**MATERIAL FOR THIS EXERCISE:**
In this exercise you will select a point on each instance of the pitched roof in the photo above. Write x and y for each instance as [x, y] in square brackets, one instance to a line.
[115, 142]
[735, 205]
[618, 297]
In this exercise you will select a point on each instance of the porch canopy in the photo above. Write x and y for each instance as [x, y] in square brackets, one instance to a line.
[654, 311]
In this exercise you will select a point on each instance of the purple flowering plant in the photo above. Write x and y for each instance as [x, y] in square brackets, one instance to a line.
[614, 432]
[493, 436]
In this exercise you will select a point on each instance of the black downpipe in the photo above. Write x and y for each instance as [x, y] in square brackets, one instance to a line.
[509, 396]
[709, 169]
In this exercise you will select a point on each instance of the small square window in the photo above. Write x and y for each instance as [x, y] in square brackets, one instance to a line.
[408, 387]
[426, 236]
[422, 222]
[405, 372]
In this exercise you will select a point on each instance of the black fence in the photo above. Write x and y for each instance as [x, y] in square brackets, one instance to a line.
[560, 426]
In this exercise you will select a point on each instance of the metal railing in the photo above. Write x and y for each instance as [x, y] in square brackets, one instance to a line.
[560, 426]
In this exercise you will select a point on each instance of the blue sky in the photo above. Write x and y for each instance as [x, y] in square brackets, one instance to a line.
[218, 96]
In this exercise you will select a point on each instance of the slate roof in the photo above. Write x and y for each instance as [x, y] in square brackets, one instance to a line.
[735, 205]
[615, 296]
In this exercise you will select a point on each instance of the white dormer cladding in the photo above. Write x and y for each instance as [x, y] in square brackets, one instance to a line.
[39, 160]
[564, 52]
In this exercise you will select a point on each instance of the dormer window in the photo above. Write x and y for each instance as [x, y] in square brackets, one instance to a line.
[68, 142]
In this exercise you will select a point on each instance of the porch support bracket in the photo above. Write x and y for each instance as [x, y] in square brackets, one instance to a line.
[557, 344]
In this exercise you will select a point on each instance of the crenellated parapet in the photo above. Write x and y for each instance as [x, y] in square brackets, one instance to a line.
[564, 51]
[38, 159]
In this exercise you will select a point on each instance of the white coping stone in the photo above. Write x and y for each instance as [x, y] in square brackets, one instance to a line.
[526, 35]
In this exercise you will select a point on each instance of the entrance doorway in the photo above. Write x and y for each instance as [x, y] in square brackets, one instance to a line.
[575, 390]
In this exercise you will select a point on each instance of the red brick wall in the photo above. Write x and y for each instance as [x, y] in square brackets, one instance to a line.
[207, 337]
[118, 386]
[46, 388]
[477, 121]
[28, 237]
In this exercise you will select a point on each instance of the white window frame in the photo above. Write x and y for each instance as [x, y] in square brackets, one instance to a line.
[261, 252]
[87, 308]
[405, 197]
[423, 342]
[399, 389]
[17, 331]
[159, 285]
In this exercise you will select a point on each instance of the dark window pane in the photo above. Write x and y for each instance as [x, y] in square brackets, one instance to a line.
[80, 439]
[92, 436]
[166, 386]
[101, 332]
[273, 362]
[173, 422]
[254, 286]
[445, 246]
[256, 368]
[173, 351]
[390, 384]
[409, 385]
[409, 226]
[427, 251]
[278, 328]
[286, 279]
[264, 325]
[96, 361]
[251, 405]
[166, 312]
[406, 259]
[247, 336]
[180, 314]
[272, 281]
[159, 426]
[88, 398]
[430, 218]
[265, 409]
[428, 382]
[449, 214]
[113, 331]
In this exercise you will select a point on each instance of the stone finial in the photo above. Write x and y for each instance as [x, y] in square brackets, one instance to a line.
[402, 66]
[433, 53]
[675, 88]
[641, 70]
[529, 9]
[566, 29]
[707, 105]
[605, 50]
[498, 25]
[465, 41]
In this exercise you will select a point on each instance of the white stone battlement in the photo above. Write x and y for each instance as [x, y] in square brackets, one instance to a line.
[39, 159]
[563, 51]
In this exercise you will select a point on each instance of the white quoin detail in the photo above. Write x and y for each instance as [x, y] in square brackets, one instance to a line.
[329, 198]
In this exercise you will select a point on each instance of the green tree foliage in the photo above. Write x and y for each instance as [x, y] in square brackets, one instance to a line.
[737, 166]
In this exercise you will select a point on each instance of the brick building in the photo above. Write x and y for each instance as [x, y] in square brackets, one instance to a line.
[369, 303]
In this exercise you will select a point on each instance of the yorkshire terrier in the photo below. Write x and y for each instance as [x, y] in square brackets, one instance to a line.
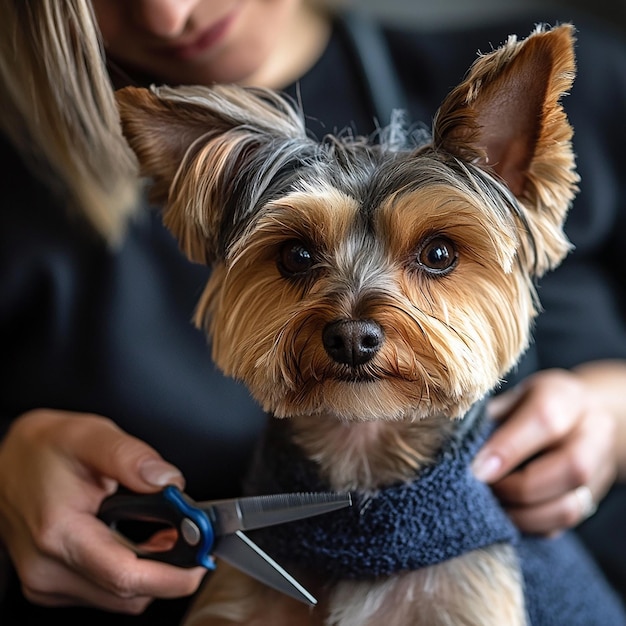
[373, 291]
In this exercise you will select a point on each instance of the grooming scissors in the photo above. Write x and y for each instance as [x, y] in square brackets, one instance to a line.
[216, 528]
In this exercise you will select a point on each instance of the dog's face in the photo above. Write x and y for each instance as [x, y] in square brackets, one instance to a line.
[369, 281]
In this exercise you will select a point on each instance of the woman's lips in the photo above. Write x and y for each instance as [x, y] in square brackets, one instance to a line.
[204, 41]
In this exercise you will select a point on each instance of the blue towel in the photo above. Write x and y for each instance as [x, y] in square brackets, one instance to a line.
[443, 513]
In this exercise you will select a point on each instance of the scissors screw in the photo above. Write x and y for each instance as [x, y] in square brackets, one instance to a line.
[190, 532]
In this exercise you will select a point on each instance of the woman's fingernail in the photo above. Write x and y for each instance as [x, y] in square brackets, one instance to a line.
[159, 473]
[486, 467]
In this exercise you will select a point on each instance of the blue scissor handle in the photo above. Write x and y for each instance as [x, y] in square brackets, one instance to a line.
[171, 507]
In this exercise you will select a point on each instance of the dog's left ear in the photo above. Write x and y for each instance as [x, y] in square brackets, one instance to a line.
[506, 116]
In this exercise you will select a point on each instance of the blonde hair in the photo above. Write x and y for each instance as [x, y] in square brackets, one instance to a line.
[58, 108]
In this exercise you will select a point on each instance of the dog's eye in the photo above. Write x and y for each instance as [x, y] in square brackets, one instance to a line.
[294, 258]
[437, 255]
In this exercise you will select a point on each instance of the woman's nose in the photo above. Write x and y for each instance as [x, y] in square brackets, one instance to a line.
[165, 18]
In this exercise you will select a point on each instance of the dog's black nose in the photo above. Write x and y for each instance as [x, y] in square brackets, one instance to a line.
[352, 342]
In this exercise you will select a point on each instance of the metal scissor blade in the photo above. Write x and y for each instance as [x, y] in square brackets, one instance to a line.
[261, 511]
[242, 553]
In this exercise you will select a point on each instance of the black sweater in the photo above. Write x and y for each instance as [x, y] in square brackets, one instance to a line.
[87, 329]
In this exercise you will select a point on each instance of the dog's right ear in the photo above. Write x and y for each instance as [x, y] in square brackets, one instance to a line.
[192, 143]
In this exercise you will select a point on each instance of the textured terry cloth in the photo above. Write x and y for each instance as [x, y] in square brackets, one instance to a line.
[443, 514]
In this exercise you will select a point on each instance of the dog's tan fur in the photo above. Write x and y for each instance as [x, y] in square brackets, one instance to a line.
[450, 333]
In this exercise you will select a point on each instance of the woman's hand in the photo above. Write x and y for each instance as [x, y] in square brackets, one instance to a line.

**PROBLEM DESCRIPTION:** What is needed is an exact copy of all the records, minus any pictures.

**WRITTEN SOLUTION:**
In this exercise you will select a point on each instance of the pitched roof in the photo above. Write x and y for each instance as [x, y] in square brackets, one instance to a line.
[115, 142]
[735, 205]
[618, 297]
In this exercise you will select a point on each instance of the porch canopy in the photo above. Write x and y for each instance as [x, y] in square brackets, one instance to a line.
[654, 311]
In this exercise you will select a point on each instance of the purple flowering plant in the photo above. Write x and y for each instance as [x, y] in square brackets, one instance to a line.
[614, 432]
[493, 436]
In this exercise you will select a point on each instance of the black downpipe in the photo above. Write x and y for each instance as [x, y] in square brackets, one instance to a line.
[509, 396]
[709, 169]
In this exercise you will select a point on each instance of the small square window in the photo above. Write x and y for each instance as [x, y] in square brackets, one instance to a line.
[408, 387]
[426, 236]
[422, 222]
[405, 372]
In this exercise you will select a point on each instance of the black fence in the photo above. Write x and y for each instance as [x, y] in square brackets, one instance to a line.
[560, 426]
In this exercise you will select a point on each instance of the metal railing in the photo above. Write x and y for each instance as [x, y] in square brackets, one instance to a line.
[560, 426]
In this exercise you will select a point on each instance of the blue sky in the photo above. Write x and y for each instance as [x, y] in square brackets, one instance to a line.
[218, 96]
In this exercise you will select a point on each instance of the slate roof in the photo above. Write x and y for each instance as [x, y] in square brackets, one instance to a line.
[735, 205]
[615, 296]
In this exercise you will select a point on each instance of the white dormer cladding in the photo above. Write x and y for each instance as [x, y] in square brackets, one instance to a line.
[39, 160]
[564, 52]
In this exercise you will select a point on each instance of the dormer window in the photo above. Write x and y for each instance as [x, y] in square brackets, one instance to a line.
[68, 142]
In this exercise you will select a point on each instance of the porch support bracket in the photo above. Write x and y for each instance as [x, y] in square brackets, one instance to a line.
[557, 344]
In this exercise you will select a point on each instance of the crenellated parapet in the photo above. Write x and y for each instance as [x, y] in square brackets, one instance to a line.
[564, 51]
[38, 159]
In this exercise you will select a point on each instance of the white coping stone in the photo above. Write x and y for each instance as [x, y] in square brackets, one instance to a line.
[526, 35]
In this exercise you will select a point on each instance of the entrance doorway in the photo above. Write x and y for each instance as [x, y] in square brackets, one instance to a line.
[575, 390]
In this exercise you will select a point on each instance of the red brick wall in the photo above. Write x and y for each instance as [x, y] in square brackets, one instance to a line.
[207, 337]
[118, 386]
[46, 388]
[477, 121]
[28, 237]
In this exercise you will select a point on each instance of the white window frame in the photo above. Write x and y for each instance as [x, y] in square brackets, one instance to a line.
[261, 252]
[87, 308]
[405, 197]
[423, 342]
[399, 389]
[17, 331]
[159, 285]
In this exercise you will select a point on each instance of the dark window pane in the photo above. Write x and y for each instance as [x, y] in square brackets, one instance to a line.
[80, 439]
[92, 436]
[166, 386]
[101, 332]
[273, 362]
[173, 422]
[254, 286]
[445, 246]
[256, 368]
[173, 351]
[390, 384]
[409, 385]
[409, 226]
[427, 251]
[278, 328]
[286, 279]
[264, 325]
[96, 361]
[251, 405]
[166, 312]
[406, 259]
[247, 336]
[180, 314]
[272, 281]
[159, 426]
[88, 398]
[430, 218]
[265, 409]
[428, 382]
[449, 214]
[113, 331]
In this exercise you will select a point on each instance of the stone finial in the photo above. Write x and y for each instance as [x, y] in square brackets, one instance to a line.
[402, 66]
[433, 53]
[675, 88]
[641, 70]
[529, 9]
[566, 29]
[707, 105]
[605, 50]
[498, 25]
[465, 41]
In this exercise you will select a point on each instance of the white stone battlement in the photo above. Write x and y for each instance as [x, y] in square brackets, one instance to a line.
[39, 159]
[563, 51]
In this exercise you will select a point on each instance of the white quoin detail in the photo above. Write x and y for each instance as [x, y] in square brackets, one instance to a line.
[329, 198]
In this exercise you will select a point on each instance of the green tree foliage in the photo above. Write x and y for each instance as [x, y] in square brackets, one instance to a line.
[737, 166]
In this exercise you will select a point on each instance of the brick building in the photo above. Write x and y for each instance as [x, y] in square brackets, one instance to a line.
[369, 303]
In this exercise you will select a point on each instance of the yorkshire terrier in the photo below. Write x and y for each instance as [x, y] in square brackets, one instance to a line.
[373, 291]
In this exercise you will select a point on each instance of the grooming scissors in the photo above. Write x and y for each instance as [x, y] in square brackets, one instance to a line.
[216, 528]
In this exercise you will select a point on each instance of the dog's face in the photo above. Write x and y for each instance as [x, y] in square brackets, one instance to a line.
[369, 281]
In this exercise you will select a point on each instance of the woman's lips in the photo above. Write x and y for each instance as [x, y] in square brackets, one instance to a line.
[204, 41]
In this exercise you will select a point on each instance of the blue towel in the photo above. Write x and y for each instance as [x, y] in square brackets, one instance to a line.
[443, 513]
In this exercise you will select a point on each instance of the scissors screw in the photo above. Write x and y for each instance as [x, y] in square brackets, one instance to a line.
[190, 532]
In this exercise you will select a point on each instance of the woman's fingernail in the photo above. Write x and y for each instance as [x, y] in square brackets, one instance to a line.
[159, 473]
[486, 467]
In this exercise you will select a point on each instance of the blue scissor handle in the photo above. Write x and y for each instance as [x, y] in square brackets, one instance to a line.
[171, 507]
In this exercise you will select a point on each instance of the dog's left ear in the photo above. Write x and y for each instance as [x, y] in square brackets, one instance to a line.
[506, 116]
In this exercise you will select a point on each instance of the blonde hair in the photo above. Write x and y for each instance as [x, y] in square brackets, one instance to a line.
[58, 108]
In this exercise you will select a point on each instance of the dog's eye in the photo above. Write x and y for each instance as [x, y] in square brackets, one instance to a line.
[294, 258]
[437, 255]
In this exercise you will select a point on each instance of the woman's nose in the photo above. Write x and y for each instance as [x, y] in square brackets, one instance to a line.
[165, 18]
In this exercise you will select a point on each instance of the dog's black nose in the photo above. Write x and y for each instance as [x, y] in square brackets, one instance to a line.
[352, 342]
In this exercise you will select a point on each instance of the metal scissor blade in the photo above. Write x and y for each instance as [x, y] in square brackets, one instance to a line.
[261, 511]
[242, 553]
In this exercise you will select a point on each instance of the black sweater in the photo above. Write x and y for each instance as [x, y] in square brackets, one instance to a line.
[87, 329]
In this exercise you will select a point on each instance of the dog's right ear in the photo above. Write x and y for each instance as [x, y] in square brackets, one instance to a line.
[192, 143]
In this exercise you will select a point on each instance of the textured terry cloth in the photo above. Write x and y for each instance as [x, y] in square brackets, one instance to a line.
[443, 514]
In this exercise you will select a point on each instance of the dog's tan fur in the photo above. Write x and y for each instance as [x, y] in square brackets, one instance to a line.
[450, 333]
In this exercise you will select a point on each instance of the woman's hand in the photo above. Write x and y for each instance as [x, y] in square brackets, one instance to a line.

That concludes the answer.